(Saved entries)

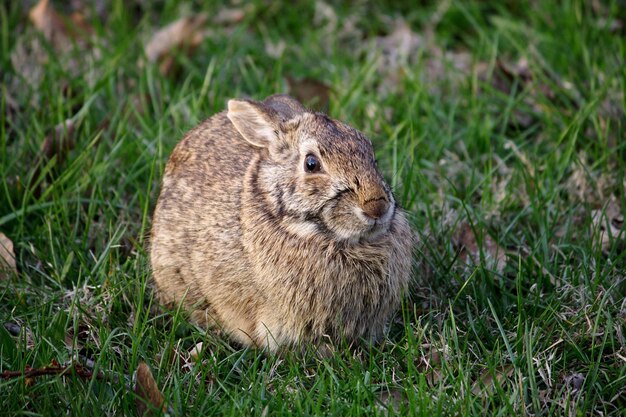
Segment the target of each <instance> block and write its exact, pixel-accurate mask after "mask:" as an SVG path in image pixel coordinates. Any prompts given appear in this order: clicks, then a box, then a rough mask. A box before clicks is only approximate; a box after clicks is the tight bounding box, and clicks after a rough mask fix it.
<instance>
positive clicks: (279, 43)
mask: <svg viewBox="0 0 626 417" xmlns="http://www.w3.org/2000/svg"><path fill="white" fill-rule="evenodd" d="M285 49H287V43H286V42H285V41H284V40H282V39H279V40H278V41H276V42H273V41H270V40H267V41H265V53H266V54H267V55H268V56H269V57H271V58H274V59H278V58H280V57H281V56H283V53H284V52H285Z"/></svg>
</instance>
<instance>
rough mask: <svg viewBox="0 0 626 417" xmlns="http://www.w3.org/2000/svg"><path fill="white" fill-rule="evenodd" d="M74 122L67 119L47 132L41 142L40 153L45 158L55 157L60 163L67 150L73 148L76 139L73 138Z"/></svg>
mask: <svg viewBox="0 0 626 417" xmlns="http://www.w3.org/2000/svg"><path fill="white" fill-rule="evenodd" d="M74 133H75V126H74V122H73V121H72V120H70V119H67V120H66V121H64V122H63V123H59V124H58V125H56V126H55V127H54V131H53V132H51V133H50V134H48V135H47V136H46V137H45V138H44V140H43V142H42V143H41V147H40V149H41V153H42V154H43V155H44V156H45V157H46V159H52V158H53V157H54V156H56V157H57V163H58V164H61V163H62V162H63V161H64V160H65V158H66V156H67V154H68V152H69V151H71V150H72V149H74V146H76V141H75V138H74V136H75V135H74Z"/></svg>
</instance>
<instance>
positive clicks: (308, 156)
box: [304, 154, 322, 172]
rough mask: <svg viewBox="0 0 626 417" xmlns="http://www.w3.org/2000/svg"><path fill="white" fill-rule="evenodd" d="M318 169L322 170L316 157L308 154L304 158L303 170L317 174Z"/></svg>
mask: <svg viewBox="0 0 626 417" xmlns="http://www.w3.org/2000/svg"><path fill="white" fill-rule="evenodd" d="M320 169H322V164H321V163H320V160H319V159H317V156H315V155H311V154H308V155H307V156H306V158H304V170H305V171H306V172H319V170H320Z"/></svg>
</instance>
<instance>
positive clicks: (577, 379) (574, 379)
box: [563, 373, 585, 393]
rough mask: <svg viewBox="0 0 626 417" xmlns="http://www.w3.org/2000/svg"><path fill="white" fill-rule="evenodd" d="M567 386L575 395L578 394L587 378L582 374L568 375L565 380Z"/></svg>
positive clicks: (565, 377)
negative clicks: (575, 394) (575, 393)
mask: <svg viewBox="0 0 626 417" xmlns="http://www.w3.org/2000/svg"><path fill="white" fill-rule="evenodd" d="M563 383H564V384H565V386H566V387H567V388H569V389H571V390H572V392H573V393H576V392H578V391H579V390H580V389H581V388H582V387H583V384H584V383H585V376H584V375H583V374H581V373H575V374H572V375H568V376H566V377H565V378H564V379H563Z"/></svg>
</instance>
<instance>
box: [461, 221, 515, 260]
mask: <svg viewBox="0 0 626 417" xmlns="http://www.w3.org/2000/svg"><path fill="white" fill-rule="evenodd" d="M477 232H479V234H480V235H482V236H481V237H477V236H476V234H475V233H474V229H472V227H471V226H470V225H469V223H467V222H463V223H461V225H460V226H459V228H458V229H457V231H456V233H455V234H454V236H453V237H452V241H453V243H454V245H455V246H457V247H458V249H459V250H460V253H459V259H460V260H461V261H463V262H465V263H473V264H474V265H479V264H480V263H481V262H484V263H485V264H486V266H487V267H488V268H493V269H494V270H495V271H496V272H502V271H503V270H504V267H505V266H506V251H505V250H504V248H502V247H500V246H499V245H498V244H497V243H496V241H495V240H494V239H493V238H492V237H491V236H490V235H489V234H487V233H480V231H478V230H477Z"/></svg>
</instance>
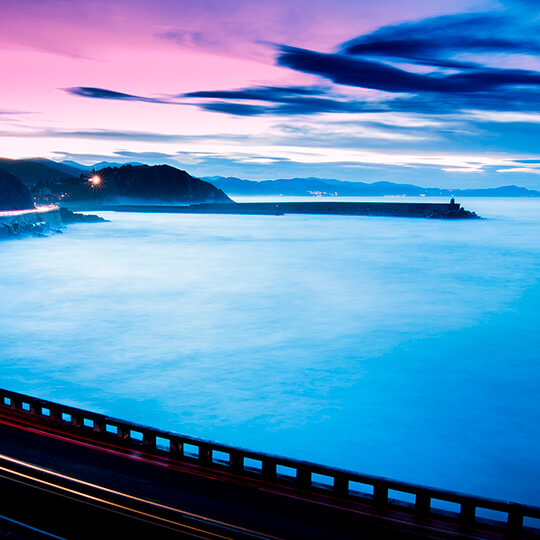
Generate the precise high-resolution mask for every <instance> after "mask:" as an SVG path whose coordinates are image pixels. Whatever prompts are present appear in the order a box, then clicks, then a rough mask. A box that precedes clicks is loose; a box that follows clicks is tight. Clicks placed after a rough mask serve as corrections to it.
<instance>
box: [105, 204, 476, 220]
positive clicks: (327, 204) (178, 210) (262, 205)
mask: <svg viewBox="0 0 540 540" xmlns="http://www.w3.org/2000/svg"><path fill="white" fill-rule="evenodd" d="M103 210H112V211H115V212H162V213H175V214H239V215H284V214H315V215H325V214H326V215H343V216H383V217H417V218H432V219H479V216H478V215H477V214H476V213H474V212H470V211H469V210H465V209H464V208H463V207H462V206H461V205H460V204H458V203H408V202H407V203H395V202H333V201H332V202H253V203H252V202H249V203H203V204H190V205H186V206H177V205H143V204H128V205H107V206H104V207H103Z"/></svg>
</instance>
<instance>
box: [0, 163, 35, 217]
mask: <svg viewBox="0 0 540 540" xmlns="http://www.w3.org/2000/svg"><path fill="white" fill-rule="evenodd" d="M33 207H34V201H33V199H32V195H30V191H29V189H28V188H27V187H26V186H25V185H24V184H23V183H22V182H21V181H20V180H19V179H18V178H16V177H15V176H13V175H12V174H9V173H8V172H7V171H5V170H4V169H0V210H27V209H29V208H33Z"/></svg>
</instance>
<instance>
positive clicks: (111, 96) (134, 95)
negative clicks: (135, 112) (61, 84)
mask: <svg viewBox="0 0 540 540" xmlns="http://www.w3.org/2000/svg"><path fill="white" fill-rule="evenodd" d="M64 90H65V91H66V92H68V93H69V94H73V95H74V96H80V97H86V98H94V99H113V100H120V101H142V102H144V103H165V104H172V103H174V102H172V101H169V100H166V99H160V98H148V97H143V96H136V95H133V94H124V93H123V92H116V91H114V90H107V89H106V88H94V87H92V86H75V87H73V88H65V89H64Z"/></svg>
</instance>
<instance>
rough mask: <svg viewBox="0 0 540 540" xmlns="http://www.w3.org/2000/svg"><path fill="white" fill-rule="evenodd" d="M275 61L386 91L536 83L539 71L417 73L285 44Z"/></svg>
mask: <svg viewBox="0 0 540 540" xmlns="http://www.w3.org/2000/svg"><path fill="white" fill-rule="evenodd" d="M278 64H279V65H281V66H285V67H288V68H291V69H294V70H296V71H301V72H304V73H310V74H313V75H319V76H321V77H325V78H327V79H330V80H331V81H332V82H334V83H338V84H344V85H348V86H356V87H360V88H370V89H374V90H383V91H386V92H401V93H418V92H437V93H470V92H481V91H487V90H493V89H497V88H501V87H504V86H511V85H514V86H515V85H533V86H540V73H538V72H535V71H528V70H519V69H494V68H479V69H475V70H474V71H472V70H467V71H466V72H461V73H457V74H452V75H442V74H435V75H433V74H420V73H413V72H410V71H405V70H403V69H399V68H397V67H394V66H391V65H389V64H385V63H383V62H377V61H374V60H362V59H357V58H352V57H350V56H347V55H345V54H331V53H321V52H316V51H310V50H307V49H300V48H297V47H288V46H282V47H281V53H280V55H279V57H278Z"/></svg>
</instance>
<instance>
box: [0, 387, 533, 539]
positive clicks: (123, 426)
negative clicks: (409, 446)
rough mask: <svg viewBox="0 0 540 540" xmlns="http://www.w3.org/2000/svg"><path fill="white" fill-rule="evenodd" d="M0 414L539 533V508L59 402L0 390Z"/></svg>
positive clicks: (529, 531)
mask: <svg viewBox="0 0 540 540" xmlns="http://www.w3.org/2000/svg"><path fill="white" fill-rule="evenodd" d="M0 410H2V411H4V412H7V411H12V412H13V413H16V414H17V415H28V416H31V417H33V418H35V419H38V420H39V422H40V423H44V424H50V425H53V426H54V427H55V428H57V429H61V430H63V431H65V432H71V433H74V432H75V433H79V434H84V436H85V437H87V438H92V439H95V440H96V441H107V440H108V441H114V442H115V443H116V444H120V445H123V446H126V447H128V448H134V449H139V450H144V452H146V453H150V454H154V455H158V456H161V457H167V458H169V459H173V460H176V461H180V462H184V463H186V462H188V463H195V464H198V465H199V466H202V467H207V468H211V469H217V470H221V471H227V472H229V473H230V474H233V475H237V476H243V477H250V478H254V477H257V478H260V479H261V480H263V481H265V482H269V483H273V484H279V485H282V486H283V485H287V486H294V487H296V488H298V489H301V490H304V491H308V492H311V493H313V494H315V493H318V494H321V493H325V494H326V495H331V496H333V497H336V498H338V499H342V500H348V501H351V500H356V501H361V502H363V503H365V504H369V505H371V506H373V508H374V509H376V510H377V511H378V512H383V513H384V511H385V510H391V509H399V511H400V512H401V513H405V514H407V515H409V516H410V517H411V518H414V519H419V520H426V519H429V518H430V517H431V516H433V517H435V516H443V517H444V519H445V520H447V521H450V522H452V523H454V524H455V525H457V526H458V527H459V529H460V530H462V531H463V532H465V533H472V532H473V531H474V529H475V527H477V526H479V525H482V527H484V528H485V527H488V528H490V529H491V530H493V531H495V532H497V531H498V532H503V533H504V534H505V536H506V537H507V538H512V539H514V538H516V539H519V538H528V537H531V536H536V535H540V508H538V507H534V506H528V505H522V504H517V503H511V502H504V501H499V500H493V499H488V498H484V497H475V496H471V495H465V494H462V493H457V492H452V491H446V490H442V489H435V488H430V487H425V486H419V485H415V484H410V483H406V482H399V481H394V480H389V479H386V478H381V477H376V476H370V475H366V474H360V473H356V472H352V471H347V470H342V469H338V468H334V467H326V466H324V465H318V464H316V463H310V462H307V461H300V460H295V459H290V458H285V457H279V456H274V455H270V454H265V453H261V452H253V451H251V450H245V449H242V448H236V447H232V446H226V445H223V444H219V443H215V442H212V441H207V440H203V439H198V438H195V437H188V436H186V435H180V434H177V433H172V432H169V431H163V430H159V429H154V428H151V427H147V426H143V425H139V424H135V423H132V422H127V421H124V420H119V419H117V418H112V417H110V416H106V415H102V414H97V413H93V412H90V411H85V410H83V409H78V408H75V407H70V406H67V405H60V404H58V403H54V402H52V401H47V400H43V399H39V398H35V397H31V396H27V395H24V394H19V393H17V392H12V391H9V390H3V389H0Z"/></svg>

*Work required*. Present the material as a Markdown table with the columns "No." and "Content", starting at its beginning and ending at the line that contains "box: [304, 154, 322, 172]", with both of those lines included. Leave out blank lines and the pictures.

*Exercise response*.
| No. | Content |
|---|---|
| 1 | Segment the target of each <instance> block and write its exact, pixel-accurate mask after "mask:" as an SVG path in image pixel coordinates. Any prompts given appear in this order: clicks, then a box, then a rough mask. A box before clicks is only approximate; a box after clicks is the tight bounding box, and clicks after a rough mask fix it. |
| 2 | <instance> |
| 3 | positive clicks: (279, 43) |
| 4 | mask: <svg viewBox="0 0 626 417" xmlns="http://www.w3.org/2000/svg"><path fill="white" fill-rule="evenodd" d="M285 49H287V43H286V42H285V41H284V40H282V39H279V40H278V41H276V42H273V41H270V40H267V41H265V53H266V54H267V55H268V56H269V57H271V58H274V59H278V58H280V57H281V56H283V53H284V52H285Z"/></svg> |
| 5 | </instance> |
| 6 | <instance> |
| 7 | rough mask: <svg viewBox="0 0 626 417" xmlns="http://www.w3.org/2000/svg"><path fill="white" fill-rule="evenodd" d="M74 122L67 119L47 132L41 142L40 153L45 158L55 157L60 163L67 150L73 148L76 139L73 138Z"/></svg> |
| 8 | mask: <svg viewBox="0 0 626 417" xmlns="http://www.w3.org/2000/svg"><path fill="white" fill-rule="evenodd" d="M74 133H75V126H74V122H73V121H72V120H70V119H67V120H66V121H64V122H63V123H59V124H58V125H56V126H55V127H54V131H53V132H51V133H50V134H48V135H47V136H46V137H45V138H44V140H43V142H42V143H41V147H40V149H41V153H42V154H43V155H44V156H45V157H46V159H52V158H53V157H54V156H56V157H57V163H58V164H61V163H62V162H63V161H64V160H65V158H66V156H67V154H68V152H69V151H71V150H72V149H74V146H76V141H75V138H74V136H75V135H74Z"/></svg> |
| 9 | </instance> |
| 10 | <instance> |
| 11 | positive clicks: (308, 156) |
| 12 | box: [304, 154, 322, 172] |